§ **Dataset entries**:
####################

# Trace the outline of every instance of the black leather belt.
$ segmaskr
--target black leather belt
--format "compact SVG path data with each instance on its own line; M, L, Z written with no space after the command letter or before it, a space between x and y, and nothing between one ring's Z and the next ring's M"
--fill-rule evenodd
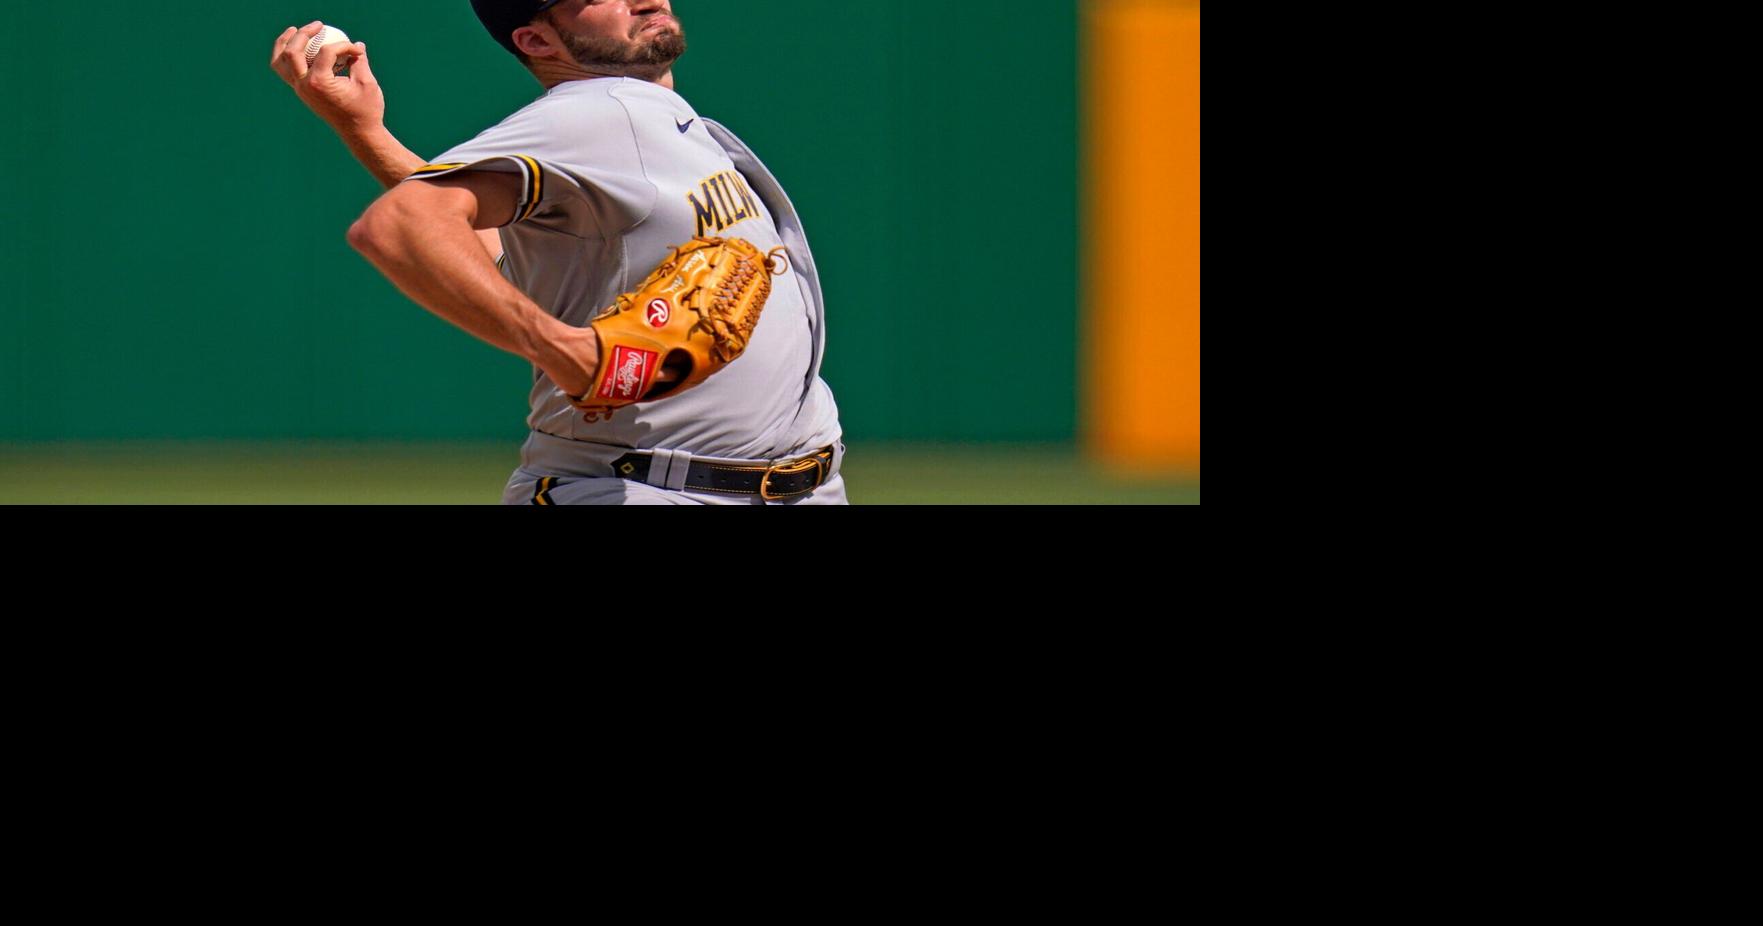
M649 481L651 454L632 452L612 461L612 474L620 479ZM694 492L723 495L757 495L768 502L807 495L832 478L833 448L771 466L711 463L693 460L686 469L686 488Z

####################

§ **Your instructions**: Images are to be skipped, and each line above is to be returned exactly.

§ **Task result**:
# Trace the outline of every instance of the black leather belt.
$ segmaskr
--target black leather belt
--format "compact SVG path data with each instance on its own line; M, L, Z written with no space after the command letter or before it, a space between x and y, and nothing between one ring's Z and the next ring's M"
--fill-rule evenodd
M649 481L651 454L632 452L612 461L612 474L620 479ZM694 492L723 495L757 495L768 502L807 495L832 478L833 448L771 466L711 463L693 460L686 469L686 488Z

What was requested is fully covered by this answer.